What you should do | Reproduce verbatim every line in the entries, beginning with the line containing "M 526 286 L" and ending with the line containing "M 33 242 L 139", both of those lines included.

Entries |
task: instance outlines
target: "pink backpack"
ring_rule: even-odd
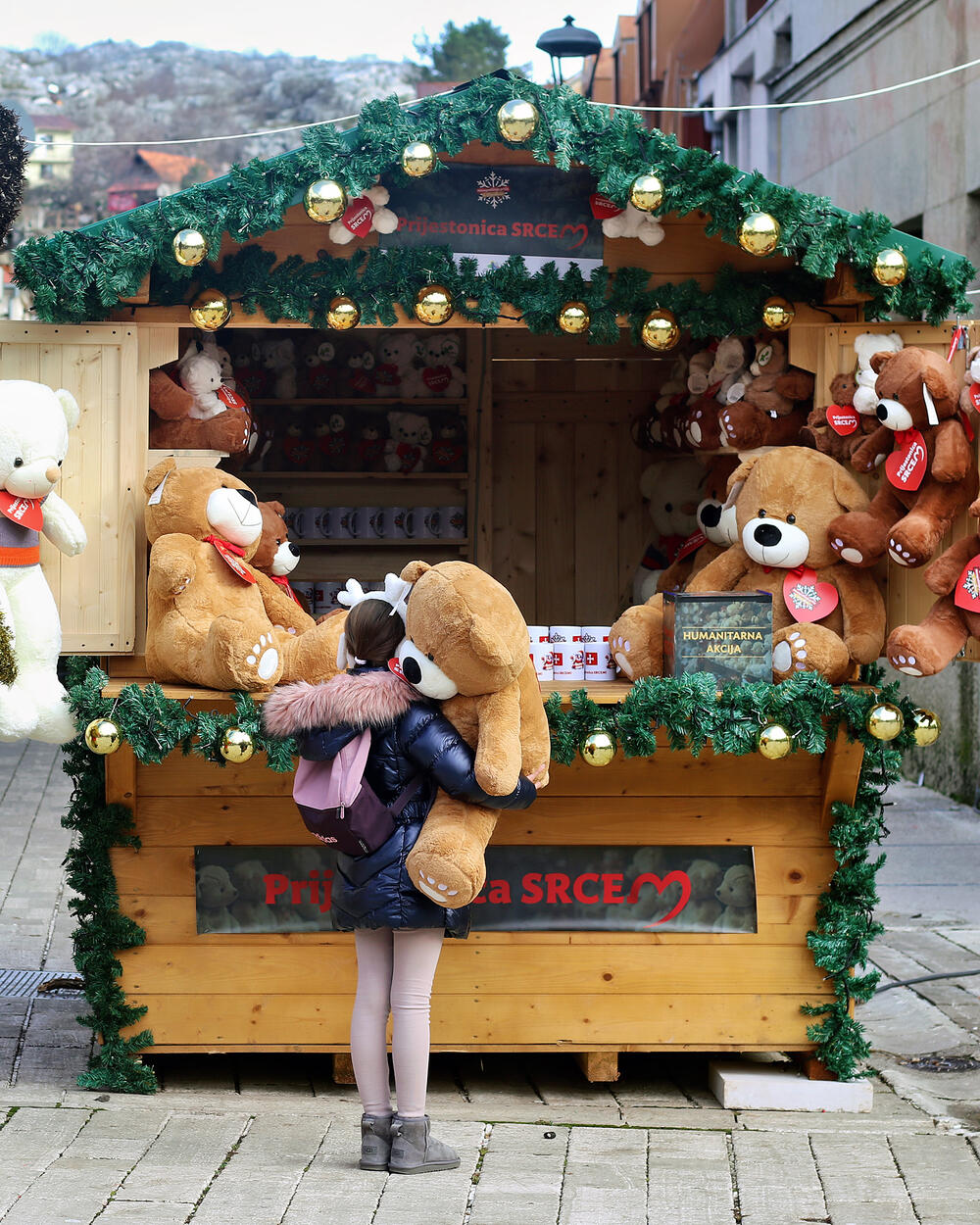
[[[382,804],[364,777],[371,750],[370,730],[352,740],[328,762],[300,760],[293,780],[293,799],[303,823],[321,842],[345,855],[369,855],[394,833],[402,809],[417,794],[419,774],[392,804]]]

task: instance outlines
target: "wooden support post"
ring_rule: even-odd
[[[611,1083],[620,1078],[619,1051],[576,1051],[575,1057],[590,1084]]]
[[[354,1061],[350,1058],[349,1051],[337,1051],[333,1056],[333,1083],[334,1084],[356,1084],[356,1078],[354,1077]]]

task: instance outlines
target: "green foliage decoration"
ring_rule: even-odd
[[[869,676],[880,684],[881,669]],[[905,720],[900,735],[887,745],[866,728],[869,712],[878,702],[897,706]],[[545,710],[552,756],[565,766],[595,730],[609,733],[626,757],[655,753],[658,728],[673,750],[687,748],[695,756],[708,744],[715,753],[753,752],[756,734],[767,723],[786,728],[794,752],[822,753],[828,736],[838,730],[864,745],[854,804],[833,805],[829,840],[838,866],[817,905],[816,927],[807,935],[815,963],[833,984],[834,1000],[807,1005],[804,1012],[820,1018],[807,1028],[807,1036],[817,1042],[823,1063],[843,1080],[866,1074],[861,1062],[870,1046],[851,1013],[871,997],[878,981],[877,970],[866,971],[866,964],[871,942],[882,931],[873,911],[878,900],[875,877],[884,855],[871,858],[872,848],[887,833],[882,795],[899,778],[902,752],[914,742],[914,706],[900,695],[898,681],[883,688],[844,685],[834,690],[822,676],[805,673],[779,685],[725,685],[719,693],[714,676],[696,673],[637,681],[619,706],[599,706],[586,690],[577,690],[564,709],[560,695],[552,693]]]
[[[548,89],[508,72],[479,77],[464,88],[423,98],[408,108],[399,107],[394,98],[369,102],[356,127],[338,131],[331,124],[321,124],[306,129],[301,148],[290,153],[267,162],[235,165],[221,179],[195,184],[80,230],[29,239],[17,250],[17,283],[33,293],[39,317],[49,322],[105,318],[120,298],[136,293],[149,272],[153,273],[152,301],[189,301],[205,282],[216,283],[222,278],[209,263],[197,268],[176,263],[172,243],[179,229],[200,230],[209,250],[218,251],[225,233],[240,244],[278,229],[285,211],[301,200],[314,179],[337,179],[352,197],[381,174],[403,181],[398,159],[409,141],[428,141],[447,156],[458,153],[470,142],[497,142],[496,111],[503,102],[518,97],[533,102],[541,114],[538,131],[524,146],[534,158],[559,170],[568,170],[573,163],[588,167],[595,175],[597,189],[619,205],[626,202],[636,175],[653,169],[664,183],[662,213],[702,212],[706,232],[719,234],[728,243],[737,241],[739,225],[747,212],[762,209],[779,221],[780,252],[795,257],[799,263],[795,279],[786,281],[785,288],[775,276],[747,278],[750,288],[737,307],[730,306],[717,287],[702,295],[695,282],[658,290],[657,300],[675,310],[685,327],[693,331],[699,326],[696,336],[756,331],[761,287],[767,287],[763,298],[783,293],[797,301],[818,303],[823,281],[834,274],[839,262],[858,270],[858,284],[870,294],[865,306],[869,318],[894,312],[909,318],[925,316],[930,323],[938,323],[951,314],[970,310],[964,295],[974,276],[969,261],[942,252],[936,258],[933,249],[915,239],[908,240],[913,249],[907,251],[910,267],[905,281],[891,289],[873,281],[870,270],[876,254],[902,241],[902,235],[892,230],[881,213],[845,212],[827,197],[778,186],[757,172],[741,172],[704,149],[681,148],[675,137],[644,127],[642,118],[633,111],[609,110],[567,88]],[[325,257],[315,265],[287,258],[276,270],[271,256],[262,263],[262,255],[249,254],[247,258],[256,262],[236,266],[230,272],[225,267],[229,284],[235,277],[243,282],[240,307],[249,312],[256,306],[265,309],[268,301],[273,315],[279,311],[277,317],[310,318],[311,322],[322,320],[322,305],[314,306],[312,314],[309,303],[303,310],[301,289],[310,283],[322,293],[331,278],[342,281],[343,292],[358,301],[364,299],[369,312],[386,322],[392,318],[390,309],[385,314],[386,301],[390,304],[393,299],[404,305],[408,300],[410,304],[426,281],[452,279],[454,285],[466,285],[479,301],[468,317],[490,321],[497,317],[495,311],[500,303],[508,301],[522,312],[532,331],[551,332],[561,301],[572,295],[576,278],[582,281],[577,271],[566,273],[565,278],[554,270],[541,270],[529,277],[521,261],[508,261],[503,268],[488,273],[478,273],[475,266],[468,266],[452,276],[448,271],[440,274],[437,270],[451,263],[448,251],[440,249],[399,249],[383,258],[372,251],[366,261]],[[225,266],[229,262],[225,261]],[[333,267],[334,263],[344,263],[347,268],[341,271]],[[426,268],[431,274],[426,274]],[[265,296],[257,282],[263,270],[270,278],[277,278],[274,290]],[[366,278],[363,294],[352,281],[353,270]],[[382,293],[376,298],[379,290],[383,290],[382,273],[398,285],[397,296]],[[292,277],[298,283],[290,290]],[[610,334],[610,321],[616,314],[628,314],[631,326],[635,331],[638,328],[641,303],[653,301],[648,281],[649,273],[639,268],[620,270],[615,277],[605,268],[593,273],[584,283],[588,289],[576,294],[594,309],[593,341]],[[733,284],[729,282],[730,289]],[[624,300],[632,301],[626,311],[621,309]],[[755,304],[751,312],[750,301]],[[712,328],[707,323],[698,325],[699,312],[706,306],[715,314]]]

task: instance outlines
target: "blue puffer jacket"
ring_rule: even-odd
[[[337,856],[334,927],[445,926],[450,936],[468,936],[469,907],[447,910],[419,893],[405,871],[408,853],[439,788],[469,804],[527,809],[538,794],[534,784],[522,777],[510,795],[488,795],[474,775],[473,750],[456,728],[387,669],[355,668],[322,685],[285,685],[266,701],[263,722],[276,735],[299,736],[300,753],[309,761],[331,761],[370,728],[364,777],[385,804],[393,804],[413,779],[425,775],[382,846],[370,855]]]

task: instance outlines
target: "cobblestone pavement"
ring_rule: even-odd
[[[71,969],[60,828],[69,784],[42,745],[0,745],[0,982]],[[882,875],[883,985],[980,968],[980,820],[895,788]],[[359,1106],[315,1056],[158,1058],[162,1091],[100,1094],[64,991],[0,995],[2,1225],[976,1225],[980,975],[862,1009],[875,1107],[728,1111],[701,1056],[625,1056],[589,1085],[555,1056],[439,1056],[429,1109],[463,1161],[356,1169]],[[935,1071],[944,1068],[946,1071]]]

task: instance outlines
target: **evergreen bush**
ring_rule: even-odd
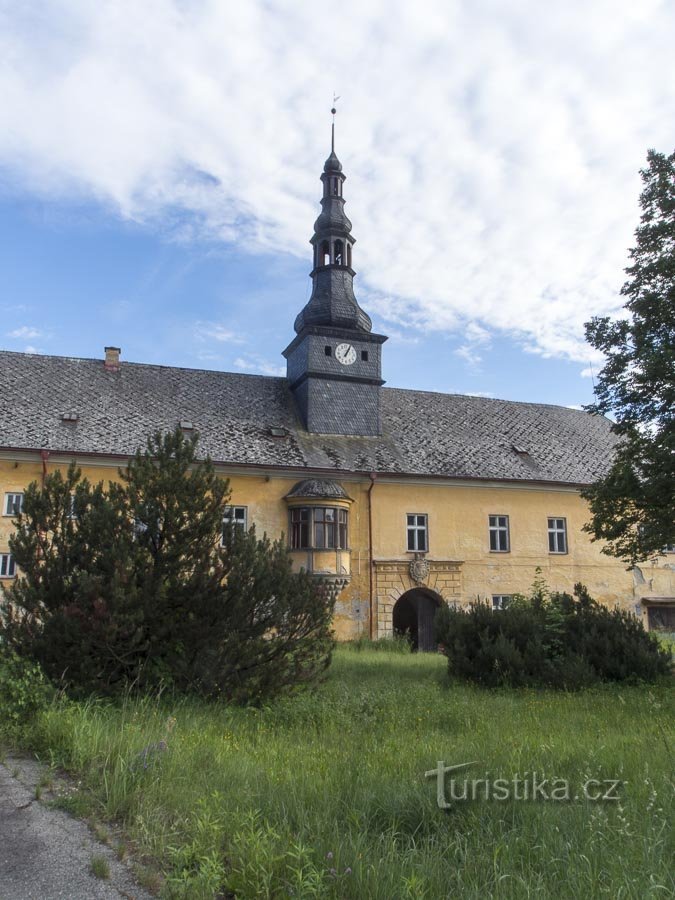
[[[476,602],[442,607],[436,639],[451,675],[496,687],[547,685],[574,690],[599,681],[654,681],[670,671],[671,655],[638,619],[594,601],[549,593],[541,580],[529,597],[505,609]]]
[[[73,465],[24,493],[0,640],[74,694],[173,687],[260,702],[330,661],[333,604],[282,541],[225,524],[197,438],[155,435],[121,483]]]

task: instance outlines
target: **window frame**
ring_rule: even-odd
[[[332,513],[333,518],[327,513]],[[349,550],[349,510],[343,506],[292,506],[288,511],[288,521],[291,550]],[[317,527],[321,531],[317,531]],[[322,535],[320,541],[317,540],[318,534]],[[332,544],[329,535],[332,535]]]
[[[10,497],[20,497],[20,498],[21,498],[20,501],[19,501],[19,509],[18,509],[18,511],[15,511],[15,510],[10,511],[10,508],[9,508],[9,498],[10,498]],[[24,498],[24,492],[23,492],[23,491],[6,491],[6,492],[5,492],[5,502],[4,502],[4,505],[3,505],[3,507],[2,507],[2,509],[3,509],[2,514],[3,514],[3,516],[8,516],[8,517],[11,517],[11,518],[14,518],[15,516],[18,516],[18,515],[23,511],[23,498]],[[15,501],[15,502],[16,502],[16,501]]]
[[[415,519],[411,523],[410,519]],[[423,519],[422,525],[417,521]],[[406,553],[428,553],[429,552],[429,514],[428,513],[406,513],[405,514],[405,534],[406,534]],[[419,546],[419,535],[424,535],[424,547]],[[413,537],[413,547],[410,546],[410,538]]]
[[[242,512],[243,515],[238,516],[238,512]],[[231,503],[224,508],[223,527],[220,535],[221,546],[225,543],[225,527],[228,524],[234,525],[236,528],[243,528],[244,531],[248,531],[248,506],[237,506],[234,503]]]
[[[495,525],[492,524],[492,520],[496,520]],[[499,520],[504,519],[506,524],[500,525]],[[501,544],[501,537],[505,536],[506,538],[506,546],[505,547],[493,547],[492,546],[492,538],[493,536],[496,538],[495,543]],[[510,553],[511,552],[511,522],[509,521],[509,517],[504,515],[503,513],[490,513],[488,515],[488,541],[490,544],[490,553]],[[495,596],[501,596],[495,595]]]
[[[555,523],[551,525],[551,523]],[[562,522],[562,528],[558,527],[557,523]],[[554,554],[556,556],[565,556],[569,553],[569,541],[567,539],[567,519],[565,516],[548,516],[547,517],[547,525],[548,525],[548,552]],[[559,547],[560,543],[560,535],[562,535],[563,539],[563,549],[561,550]],[[554,538],[553,542],[551,538]],[[555,544],[555,547],[551,547],[551,543]]]
[[[9,551],[0,553],[0,578],[16,578],[16,560]]]

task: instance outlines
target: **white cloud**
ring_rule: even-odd
[[[272,363],[260,356],[239,356],[233,363],[235,369],[241,369],[244,372],[257,372],[260,375],[276,375],[283,376],[286,374],[286,367],[277,363]]]
[[[219,341],[227,344],[243,344],[241,335],[219,322],[195,322],[193,334],[198,341]]]
[[[672,149],[670,4],[4,9],[0,165],[27,190],[307,258],[336,88],[368,309],[587,363],[583,322],[621,306],[637,170]]]
[[[25,338],[27,340],[30,340],[31,338],[42,337],[42,332],[38,331],[37,328],[32,328],[30,325],[21,325],[19,328],[15,328],[13,331],[8,331],[7,337]]]

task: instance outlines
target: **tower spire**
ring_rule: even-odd
[[[333,97],[333,103],[337,100]],[[335,117],[335,106],[331,109]],[[381,433],[383,334],[354,296],[352,223],[345,215],[342,163],[330,156],[321,173],[321,212],[310,243],[312,296],[295,320],[296,335],[283,351],[288,387],[307,431],[372,436]]]
[[[334,96],[333,99],[336,101],[338,98]],[[372,329],[370,317],[354,296],[352,248],[355,240],[342,196],[346,176],[335,153],[335,112],[333,106],[330,156],[321,173],[321,213],[314,223],[311,239],[314,248],[312,296],[295,320],[298,333],[307,325],[332,325],[363,332]]]

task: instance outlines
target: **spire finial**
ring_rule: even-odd
[[[335,93],[335,91],[333,91],[333,106],[330,111],[331,115],[333,116],[333,123],[330,127],[330,152],[331,153],[335,153],[335,113],[337,112],[337,109],[335,109],[335,104],[338,102],[339,99],[340,98],[338,97],[338,95]]]

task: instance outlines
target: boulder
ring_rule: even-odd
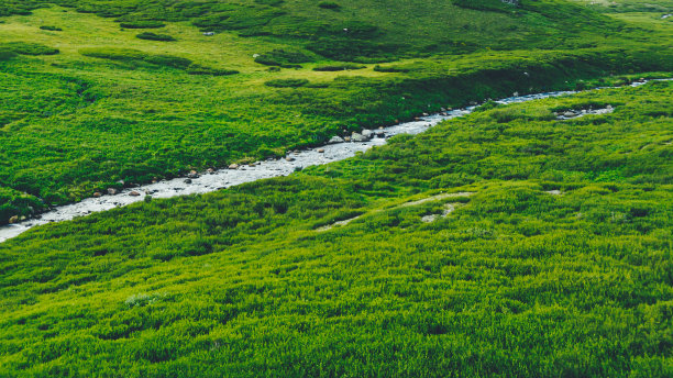
[[[358,133],[353,133],[353,135],[351,135],[351,141],[353,142],[367,142],[368,140],[368,137]]]
[[[336,144],[336,143],[343,143],[344,140],[343,137],[339,136],[339,135],[334,135],[332,136],[332,138],[328,142],[328,144]]]

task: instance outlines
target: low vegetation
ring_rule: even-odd
[[[0,245],[0,371],[668,377],[671,96],[499,105],[30,231]],[[587,103],[616,110],[553,116]]]
[[[168,34],[155,34],[151,32],[140,33],[136,35],[136,37],[141,40],[147,40],[147,41],[162,41],[162,42],[175,41],[175,38]]]

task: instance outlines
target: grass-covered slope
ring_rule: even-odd
[[[0,371],[669,377],[672,96],[496,107],[32,230],[0,245]]]
[[[2,197],[0,224],[119,180],[283,155],[441,107],[673,65],[661,47],[668,30],[567,1],[336,3],[0,0],[0,187],[34,202]],[[334,60],[365,68],[320,69],[343,65]]]

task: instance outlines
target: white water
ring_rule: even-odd
[[[644,82],[635,82],[637,87]],[[526,102],[540,100],[550,97],[564,94],[573,94],[575,91],[558,91],[544,92],[527,96],[509,97],[498,100],[500,104],[509,104],[517,102]],[[386,137],[398,134],[419,134],[437,125],[438,123],[463,116],[472,113],[476,107],[468,107],[460,110],[452,110],[443,113],[437,113],[429,116],[423,116],[420,121],[400,123],[384,130]],[[352,157],[357,152],[365,152],[373,146],[384,145],[385,138],[374,137],[368,142],[357,143],[338,143],[329,144],[321,147],[301,151],[288,154],[293,157],[293,162],[283,159],[271,159],[258,162],[255,166],[243,166],[239,169],[220,169],[213,174],[201,174],[199,178],[191,179],[191,184],[185,184],[186,178],[175,178],[170,180],[159,181],[156,184],[145,185],[137,188],[130,188],[120,191],[117,196],[104,196],[100,198],[88,198],[81,202],[58,207],[49,212],[42,214],[41,219],[32,219],[18,224],[10,224],[0,227],[0,243],[20,235],[21,233],[46,223],[69,221],[78,216],[86,216],[93,212],[106,211],[113,208],[124,207],[133,202],[142,201],[145,196],[152,198],[169,198],[186,194],[201,194],[211,192],[218,189],[229,188],[231,186],[251,182],[264,178],[287,176],[297,169],[301,169],[312,165],[327,164]],[[319,153],[319,149],[324,149],[324,153]],[[137,191],[139,197],[132,197],[130,193]]]

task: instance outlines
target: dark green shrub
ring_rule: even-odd
[[[519,0],[509,0],[505,3],[501,0],[452,0],[453,4],[461,8],[474,9],[477,11],[507,12],[519,4]]]
[[[166,26],[166,24],[158,21],[132,21],[122,22],[119,25],[124,29],[159,29]]]
[[[366,40],[327,37],[309,43],[306,48],[333,60],[375,63],[393,60],[401,46]]]
[[[284,3],[285,0],[255,0],[255,2],[262,5],[278,7]]]
[[[60,32],[60,31],[63,31],[63,29],[56,27],[56,26],[40,26],[40,29],[48,30],[48,31],[53,31],[53,32]]]
[[[11,52],[9,49],[0,49],[0,62],[9,60],[13,57],[16,57],[16,53]]]
[[[187,67],[187,74],[189,75],[210,75],[210,76],[225,76],[225,75],[235,75],[239,74],[238,70],[234,69],[220,69],[206,67],[197,64],[191,64]]]
[[[351,69],[363,69],[367,68],[366,66],[356,65],[356,64],[341,64],[341,65],[328,65],[328,66],[318,66],[313,68],[315,71],[340,71],[340,70],[351,70]]]
[[[309,84],[307,79],[276,79],[266,81],[264,85],[267,87],[275,88],[297,88],[304,87],[307,84]]]
[[[376,65],[376,66],[374,66],[374,70],[377,71],[377,73],[408,73],[411,69],[402,68],[402,67],[397,67],[397,66],[382,67],[379,65]]]
[[[330,9],[333,11],[338,11],[341,10],[341,5],[333,2],[333,1],[321,1],[318,3],[318,7],[322,8],[322,9]]]
[[[298,51],[274,49],[273,52],[261,54],[255,58],[255,63],[266,66],[282,66],[294,68],[299,63],[308,63],[313,59]],[[289,66],[289,67],[288,67]]]
[[[0,49],[10,51],[21,55],[56,55],[57,48],[30,42],[7,42],[0,44]]]
[[[168,34],[155,34],[151,32],[140,33],[135,37],[140,40],[147,40],[147,41],[163,41],[163,42],[176,41],[173,36]]]
[[[157,66],[186,69],[191,60],[173,55],[152,55],[133,48],[91,47],[81,48],[79,54],[101,59],[120,60],[126,63],[146,62]]]

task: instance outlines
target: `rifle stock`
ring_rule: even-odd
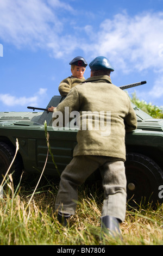
[[[130,88],[131,87],[135,87],[135,86],[141,86],[141,85],[144,84],[145,83],[147,83],[146,81],[139,82],[138,83],[131,83],[130,84],[127,84],[126,86],[120,86],[120,87],[119,87],[119,88],[121,89],[122,90],[124,90],[125,89],[128,89],[128,88]],[[49,106],[48,107],[51,107],[51,106]],[[30,106],[27,107],[27,108],[33,109],[34,111],[35,109],[43,110],[43,111],[46,111],[47,113],[49,113],[49,111],[48,111],[48,108],[40,108],[40,107],[30,107]]]

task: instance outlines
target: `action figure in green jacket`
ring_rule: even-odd
[[[85,59],[83,57],[77,56],[73,59],[69,64],[71,65],[72,76],[62,80],[58,88],[59,92],[62,97],[66,97],[71,89],[85,80],[83,75],[87,65]]]

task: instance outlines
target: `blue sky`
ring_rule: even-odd
[[[146,80],[129,95],[163,106],[163,0],[0,0],[0,111],[46,107],[77,56],[105,56],[112,83]]]

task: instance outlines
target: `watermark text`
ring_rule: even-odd
[[[110,111],[72,111],[65,107],[64,117],[60,111],[53,113],[52,126],[56,130],[74,130],[100,131],[102,136],[108,136],[111,132]]]

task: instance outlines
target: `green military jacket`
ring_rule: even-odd
[[[82,79],[77,78],[73,76],[69,76],[67,78],[62,80],[59,84],[58,90],[62,97],[66,97],[67,94],[69,93],[71,89],[74,86],[79,84],[85,80],[85,78],[83,77]]]
[[[69,114],[71,113],[71,117],[72,113],[78,113],[73,111],[80,113],[80,119],[77,123],[80,126],[77,136],[78,144],[74,149],[74,156],[108,156],[126,160],[126,132],[131,132],[136,128],[136,115],[126,93],[112,84],[108,76],[90,77],[76,86],[54,111],[61,112],[64,118],[65,107],[68,107],[67,109]],[[110,116],[108,116],[108,113]],[[90,115],[90,118],[93,116],[90,130],[85,129],[83,125],[83,118],[86,113],[88,117]],[[96,121],[98,118],[100,123],[98,127]],[[53,118],[53,120],[55,119]]]

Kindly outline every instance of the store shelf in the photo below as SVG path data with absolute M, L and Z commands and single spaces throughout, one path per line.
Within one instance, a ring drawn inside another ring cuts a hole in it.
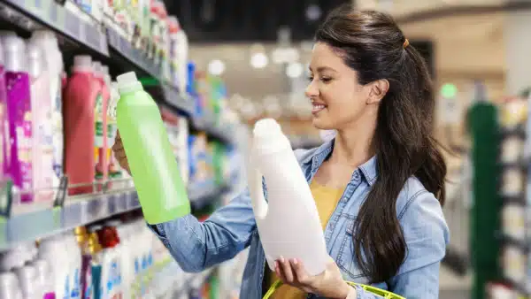
M 526 286 L 526 283 L 524 283 L 524 282 L 519 283 L 519 282 L 514 281 L 513 280 L 510 280 L 510 279 L 505 279 L 505 280 L 504 280 L 503 282 L 505 285 L 515 289 L 520 295 L 523 295 L 526 296 L 531 295 L 531 286 L 529 286 L 529 285 Z
M 21 17 L 50 27 L 73 42 L 84 45 L 96 52 L 109 56 L 107 36 L 97 24 L 73 5 L 73 11 L 52 0 L 7 0 L 4 10 L 4 19 L 20 23 Z M 0 4 L 0 5 L 4 5 Z M 79 13 L 73 12 L 79 11 Z M 22 18 L 23 19 L 23 18 Z
M 225 184 L 217 185 L 213 181 L 190 186 L 189 196 L 192 207 L 201 209 L 208 205 L 225 189 Z M 16 214 L 0 221 L 0 251 L 138 208 L 140 203 L 134 188 L 71 196 L 62 208 Z
M 167 83 L 162 84 L 162 90 L 165 104 L 190 117 L 194 115 L 194 100 L 192 98 L 182 96 L 177 88 Z
M 213 180 L 191 184 L 189 187 L 189 198 L 192 209 L 201 210 L 212 203 L 227 188 L 227 184 L 217 184 Z
M 33 242 L 139 207 L 136 192 L 72 196 L 62 208 L 19 214 L 0 222 L 0 250 Z
M 506 234 L 502 234 L 501 240 L 504 243 L 518 247 L 524 251 L 530 250 L 530 246 L 525 240 L 515 238 L 514 236 Z
M 160 79 L 160 65 L 156 65 L 153 60 L 150 59 L 140 50 L 134 48 L 127 40 L 123 38 L 114 29 L 107 28 L 107 35 L 109 36 L 109 47 L 115 52 L 112 54 L 120 55 L 129 64 L 135 65 L 136 68 L 142 70 L 158 80 Z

Correct response |
M 526 286 L 526 283 L 524 283 L 524 282 L 519 283 L 519 282 L 514 281 L 513 280 L 510 280 L 510 279 L 505 279 L 505 280 L 504 280 L 503 282 L 505 285 L 515 289 L 520 295 L 523 295 L 526 296 L 531 295 L 531 286 L 529 286 L 529 285 Z
M 21 17 L 50 27 L 73 42 L 84 45 L 96 52 L 109 56 L 107 36 L 97 24 L 73 5 L 73 11 L 52 0 L 7 0 L 4 10 L 4 19 L 20 23 Z M 0 4 L 0 5 L 4 5 Z M 79 13 L 73 12 L 79 11 Z M 22 18 L 23 19 L 23 18 Z
M 225 184 L 217 185 L 213 181 L 190 186 L 189 196 L 192 207 L 201 209 L 208 205 L 225 189 Z M 16 214 L 0 221 L 0 251 L 138 208 L 140 203 L 134 188 L 71 196 L 62 208 Z
M 167 83 L 162 84 L 162 90 L 165 104 L 190 117 L 194 115 L 194 100 L 192 98 L 182 96 L 177 88 Z
M 213 180 L 191 184 L 189 187 L 189 198 L 192 209 L 201 210 L 212 203 L 227 188 L 227 184 L 217 184 Z
M 33 242 L 139 207 L 136 192 L 72 196 L 62 208 L 19 214 L 0 222 L 0 250 Z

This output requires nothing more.